- [Written request] Please arrange all of the data below as a Markdown table with two columns, Row and Line, giving each non-blank line its own numbered row and leaving blank lines out.

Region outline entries
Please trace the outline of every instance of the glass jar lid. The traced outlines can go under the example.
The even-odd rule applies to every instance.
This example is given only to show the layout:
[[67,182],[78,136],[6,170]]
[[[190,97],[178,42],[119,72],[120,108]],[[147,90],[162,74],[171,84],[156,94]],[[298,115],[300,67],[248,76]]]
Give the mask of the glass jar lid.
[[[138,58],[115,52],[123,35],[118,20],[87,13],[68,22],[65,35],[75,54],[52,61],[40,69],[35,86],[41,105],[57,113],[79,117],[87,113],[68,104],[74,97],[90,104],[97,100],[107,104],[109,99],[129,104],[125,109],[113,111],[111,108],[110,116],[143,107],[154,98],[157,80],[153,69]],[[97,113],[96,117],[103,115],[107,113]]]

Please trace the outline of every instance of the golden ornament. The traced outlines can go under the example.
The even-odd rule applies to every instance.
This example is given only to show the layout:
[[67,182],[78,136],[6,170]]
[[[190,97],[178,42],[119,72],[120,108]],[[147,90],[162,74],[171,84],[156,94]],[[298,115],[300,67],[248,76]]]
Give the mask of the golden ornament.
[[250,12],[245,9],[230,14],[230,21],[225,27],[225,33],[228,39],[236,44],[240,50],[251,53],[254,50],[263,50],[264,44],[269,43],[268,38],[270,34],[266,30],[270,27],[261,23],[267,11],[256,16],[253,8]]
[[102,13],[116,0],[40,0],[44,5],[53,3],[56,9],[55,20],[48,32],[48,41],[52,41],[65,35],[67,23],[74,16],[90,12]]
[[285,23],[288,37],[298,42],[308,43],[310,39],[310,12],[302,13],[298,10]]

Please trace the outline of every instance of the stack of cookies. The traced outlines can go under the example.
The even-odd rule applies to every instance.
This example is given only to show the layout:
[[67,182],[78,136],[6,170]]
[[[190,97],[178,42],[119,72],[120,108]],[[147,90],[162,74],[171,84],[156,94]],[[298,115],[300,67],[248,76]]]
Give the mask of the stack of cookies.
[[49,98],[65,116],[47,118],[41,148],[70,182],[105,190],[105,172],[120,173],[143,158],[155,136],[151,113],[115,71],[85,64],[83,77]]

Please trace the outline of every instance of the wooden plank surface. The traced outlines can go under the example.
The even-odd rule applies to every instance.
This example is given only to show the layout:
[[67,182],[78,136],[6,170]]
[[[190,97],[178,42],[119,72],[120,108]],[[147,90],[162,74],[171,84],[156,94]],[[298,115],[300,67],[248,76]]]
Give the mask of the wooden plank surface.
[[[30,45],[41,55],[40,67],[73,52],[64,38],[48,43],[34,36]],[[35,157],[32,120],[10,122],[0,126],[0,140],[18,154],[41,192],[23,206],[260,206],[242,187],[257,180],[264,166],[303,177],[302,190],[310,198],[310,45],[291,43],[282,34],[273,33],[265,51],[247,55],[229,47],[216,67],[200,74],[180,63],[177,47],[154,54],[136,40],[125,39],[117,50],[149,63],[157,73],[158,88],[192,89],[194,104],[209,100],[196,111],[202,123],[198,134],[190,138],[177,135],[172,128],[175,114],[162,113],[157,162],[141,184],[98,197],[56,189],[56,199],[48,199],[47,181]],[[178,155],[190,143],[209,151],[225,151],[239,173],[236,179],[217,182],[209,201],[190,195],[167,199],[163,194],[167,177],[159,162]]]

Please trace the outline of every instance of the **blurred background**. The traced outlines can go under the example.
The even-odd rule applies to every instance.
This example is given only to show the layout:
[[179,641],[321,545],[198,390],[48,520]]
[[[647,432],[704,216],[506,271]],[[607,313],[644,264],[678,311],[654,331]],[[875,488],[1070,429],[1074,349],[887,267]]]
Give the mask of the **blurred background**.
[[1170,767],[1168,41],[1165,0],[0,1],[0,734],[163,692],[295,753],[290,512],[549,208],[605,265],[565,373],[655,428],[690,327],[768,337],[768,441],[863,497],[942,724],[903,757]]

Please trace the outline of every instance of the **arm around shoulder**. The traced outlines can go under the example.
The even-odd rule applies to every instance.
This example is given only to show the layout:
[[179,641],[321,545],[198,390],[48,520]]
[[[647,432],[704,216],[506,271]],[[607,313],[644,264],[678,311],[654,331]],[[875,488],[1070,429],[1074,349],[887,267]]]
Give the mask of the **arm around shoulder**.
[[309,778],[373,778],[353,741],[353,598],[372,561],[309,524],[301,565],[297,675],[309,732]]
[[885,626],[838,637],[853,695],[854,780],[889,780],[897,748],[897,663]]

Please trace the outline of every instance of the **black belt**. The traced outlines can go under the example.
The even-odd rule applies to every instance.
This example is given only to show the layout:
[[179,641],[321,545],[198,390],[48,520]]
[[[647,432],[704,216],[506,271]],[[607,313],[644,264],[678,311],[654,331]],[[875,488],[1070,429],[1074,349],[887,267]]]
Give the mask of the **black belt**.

- [The answer]
| Row | Line |
|---|---|
| 1 | Please trace the outline of every instance of the glass jar lid. The traced outlines can go under the example. |
| 2 | The even-odd rule applies to every instance. |
| 3 | This example is given only to show the layout: |
| 4 | [[67,182],[78,136],[6,170]] |
| 5 | [[[190,97],[178,42],[119,72],[120,108]],[[147,90],[162,74],[171,84],[156,94]],[[298,115],[300,67],[248,76]]] |
| 6 | Give the mask of the glass jar lid. |
| 7 | [[[138,58],[115,52],[123,35],[118,20],[87,13],[68,22],[65,35],[75,54],[52,61],[40,69],[35,86],[41,105],[57,113],[79,117],[87,113],[68,104],[74,97],[90,104],[97,100],[107,104],[109,99],[129,104],[125,109],[113,111],[111,108],[110,116],[143,107],[154,98],[157,80],[153,69]],[[97,113],[96,117],[103,115],[107,113]]] |
| 8 | Please trace the outline of every instance of the golden ornament. The traced outlines can go under the example. |
| 9 | The even-odd rule applies to every instance. |
| 10 | This example is given only to show the layout: |
| 11 | [[67,182],[78,136],[6,170]] |
| 12 | [[[190,97],[178,42],[119,72],[120,108]],[[147,90],[162,74],[171,84],[156,94]],[[298,115],[300,67],[248,76]]] |
| 13 | Give the mask of the golden ornament. |
| 14 | [[250,12],[245,9],[230,14],[230,21],[225,27],[225,33],[228,39],[236,44],[240,50],[251,53],[254,50],[263,50],[264,44],[269,43],[268,38],[270,34],[266,30],[270,27],[261,23],[267,11],[256,16],[253,8]] |
| 15 | [[102,13],[116,0],[40,0],[44,5],[53,3],[56,9],[55,20],[48,32],[48,41],[52,41],[65,35],[67,23],[74,16],[90,12]] |
| 16 | [[285,23],[288,37],[298,42],[308,43],[310,39],[310,12],[302,13],[298,10]] |
| 17 | Please trace the outline of every instance of the stack of cookies. The traced outlines can go under the example. |
| 18 | The even-odd rule applies to every instance. |
| 19 | This example is given only to show the layout: |
| 20 | [[67,182],[78,136],[6,170]] |
| 21 | [[[190,97],[178,42],[119,72],[120,108]],[[147,90],[162,74],[171,84],[156,94]],[[298,115],[300,67],[248,76]]] |
| 22 | Give the mask of the stack of cookies. |
| 23 | [[49,98],[65,116],[47,118],[41,148],[70,182],[105,190],[105,172],[120,173],[143,158],[155,136],[151,113],[115,71],[85,64],[83,77]] |
| 24 | Please trace the outline of every instance of the wooden plank surface. The traced outlines can go under the example. |
| 25 | The even-odd rule applies to every instance. |
| 26 | This example is given only to show the layout: |
| 27 | [[67,182],[78,136],[6,170]] |
| 28 | [[[190,97],[178,42],[119,72],[120,108]],[[147,90],[162,74],[171,84],[156,94]],[[298,115],[300,67],[248,76]]] |
| 29 | Give the mask of the wooden plank surface. |
| 30 | [[[30,45],[41,55],[40,67],[73,52],[64,38],[48,43],[34,36]],[[35,157],[32,120],[10,122],[0,126],[0,140],[18,154],[41,192],[23,206],[260,206],[242,187],[257,180],[264,166],[303,177],[302,190],[310,198],[310,45],[291,43],[282,34],[273,33],[265,51],[247,55],[229,47],[216,67],[200,74],[180,63],[177,47],[154,54],[136,40],[125,39],[117,50],[149,63],[157,73],[158,88],[192,89],[194,104],[209,100],[196,111],[202,123],[198,134],[190,138],[177,135],[172,128],[175,114],[162,113],[157,162],[141,184],[98,197],[56,189],[56,199],[48,199],[47,181]],[[178,155],[190,143],[209,151],[225,151],[239,173],[236,179],[217,182],[209,201],[190,195],[167,199],[163,194],[167,177],[159,162]]] |
| 31 | Please trace the outline of every instance of the **blurred background**. The traced outlines can go under the example. |
| 32 | The even-odd rule applies to every instance. |
| 33 | This example is given only to show the layout: |
| 34 | [[179,641],[321,545],[198,390],[48,520]] |
| 35 | [[[647,432],[704,216],[506,271]],[[607,313],[644,264],[678,311],[654,331]],[[875,488],[1070,429],[1074,349],[887,267]]] |
| 36 | Give the mask of the **blurred background**. |
| 37 | [[1170,767],[1168,41],[1165,0],[0,1],[0,734],[163,692],[295,753],[290,512],[549,208],[605,265],[565,373],[655,428],[690,327],[768,337],[768,441],[863,497],[942,724],[903,757]] |
| 38 | Please trace the outline of every instance of the **arm around shoulder**. The traced outlines can go under the example. |
| 39 | The even-odd rule applies to every instance. |
| 40 | This example is given only to show the layout: |
| 41 | [[179,641],[321,545],[198,390],[48,520]] |
| 42 | [[[647,432],[704,216],[506,271]],[[607,313],[644,264],[678,311],[654,331]],[[875,488],[1070,429],[1074,349],[887,267]]] |
| 43 | Give the mask of the **arm around shoulder**. |
| 44 | [[309,778],[373,778],[353,741],[353,598],[372,561],[309,524],[301,565],[297,675],[309,732]] |
| 45 | [[885,626],[838,637],[853,695],[854,780],[889,780],[897,748],[897,663]] |
| 46 | Please trace the outline of every instance of the **black belt**. The traced outlines can go under the example. |
| 47 | The even-odd rule applies to every instance. |
| 48 | This example is given only to show the layout: |
| 49 | [[179,641],[321,545],[198,390],[48,520]] |
| 50 | [[[647,432],[704,216],[506,271]],[[607,313],[644,264],[678,311],[654,331]],[[875,488],[1070,429],[1074,349],[887,267]]] |
| 51 | Give the mask of the **black belt**. |